TEXT SEGMENT ->
· · · · · · ·
3.6 Company may identify Customer by name and logo on Company's website, customer lists, pitch decks, case studies, presentations, proposals and other marketing or sales materials unless Customer notifies Company in writing that Customer opts out of such use. Company may demo or show screenshots, workflows, user interface elements and non-confidential descriptions of Applications to prospective customers using placeholder, anonymized, obfuscated or non-Customer data, provided Company does not disclose Customer Data, Customer Materials or Customer Proprietary Information unless Customer separately approves. Company will not issue a press release or publish a detailed case study identifying Customer without Customer's prior written approval.
3.7 Company will not submit Customer Data, prospect data, investment data, Customer Materials or Customer Proprietary Information to third-party AI model providers unless authorized by Customer, an applicable Order Form or SOW, or Customer-enabled Platform settings (including by Customer's use of AI features or the AI Usage Pool). Platform functionality may allow Customer or its Authorized Users to send requests or data to AI Tools, subject to supplemental terms, Platform settings or other controls made available by Company. Customer is responsible for reviewing and approving any Customer-enabled use of AI Tools and Third-Party Services.
4. Plans, Fees & Payment
4.1 Customer will pay Company the then applicable fees described in the Plan, Order Form or SOW for the Subscription Services and Professional Services in accordance with the terms therein (the "Fees"). If Customer's use of the Subscription Services exceeds the service capacity or usage allowances set forth in the applicable Plan or Order Form or otherwise requires the payment of additional fees (per the terms of this Agreement, a Plan, an Order Form or SOW), Customer shall be billed for such usage and Customer agrees to pay the additional fees in the manner provided herein. Any fee waiver applies only to the specific Fees expressly identified in the applicable Order Form or SOW, and a waived application build fee does not waive platform subscription fees, future application fees, enhancements, integrations, change requests, additional modules or future SOWs unless expressly stated. Company reserves the right to change the Fees or applicable charges and to institute new charges and Fees at the end of the then-current term, upon thirty (30) days prior notice to Customer (which may be sent by email). If Customer believes that Company has billed Customer incorrectly, Customer must contact Company no later than 60 days after the closing date on the first billing statement in which the error or problem appeared, in order to receive an adjustment or credit. Inquiries should be directed to Company's customer support department.
4.2 Recurring subscriptions are processed by Company's payment processor (for example, Stripe) and auto-renew until canceled. Company may also choose to bill through an invoice, in which case, full payment for invoices issued in any given month must be received by Company thirty (30) days after the mailing date of the invoice. Unpaid amounts are subject to a finance charge of 1.5% per month on any outstanding balance, or the maximum permitted by law, whichever is lower, plus all expenses of collection and may result in suspension or termination of the Subscription Services. Customer shall be responsible for all taxes associated with Subscription Services and Professional Services other than U.S. taxes based on Company's net income. Unless required by law or stated otherwise in an Order Form or SOW, Fees (including subscription and overage Fees) are non-refundable.
· · · · · · ·
STORED DATA ->

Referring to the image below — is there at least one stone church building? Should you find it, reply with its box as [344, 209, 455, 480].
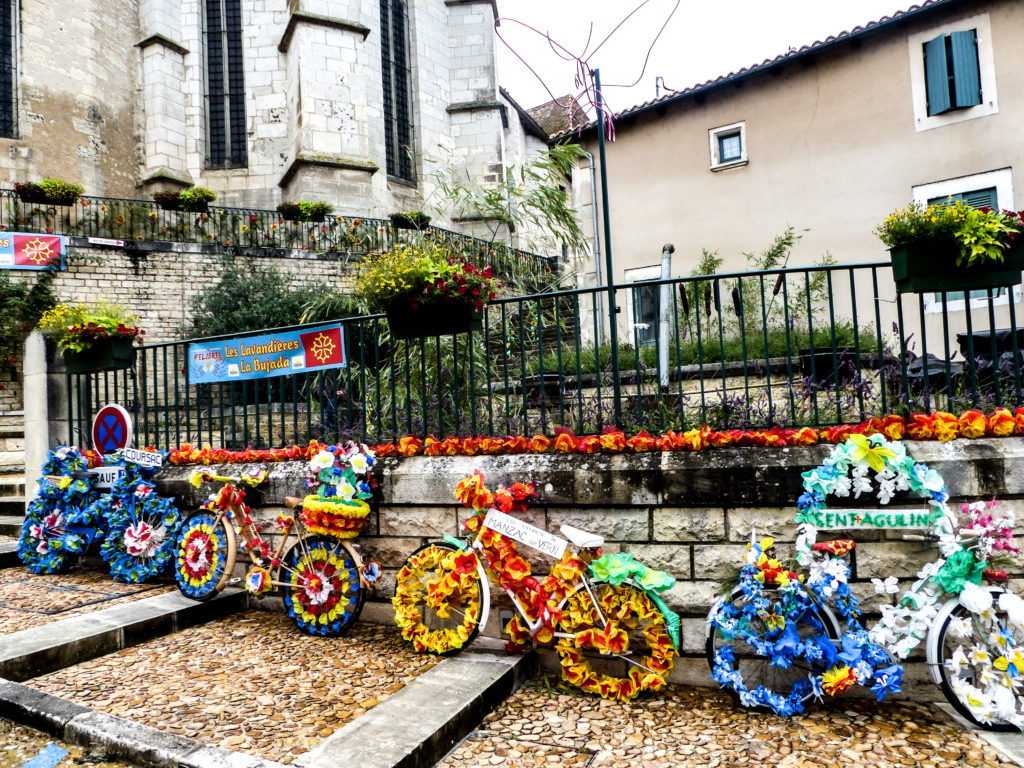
· · · · · · ·
Copy the stretch of the service agreement text above from "3.7 Company will" through "and Third-Party Services.", word for word.

SOLUTION TO THIS TASK ->
3.7 Company will not submit Customer Data, prospect data, investment data, Customer Materials or Customer Proprietary Information to third-party AI model providers unless authorized by Customer, an applicable Order Form or SOW, or Customer-enabled Platform settings (including by Customer's use of AI features or the AI Usage Pool). Platform functionality may allow Customer or its Authorized Users to send requests or data to AI Tools, subject to supplemental terms, Platform settings or other controls made available by Company. Customer is responsible for reviewing and approving any Customer-enabled use of AI Tools and Third-Party Services.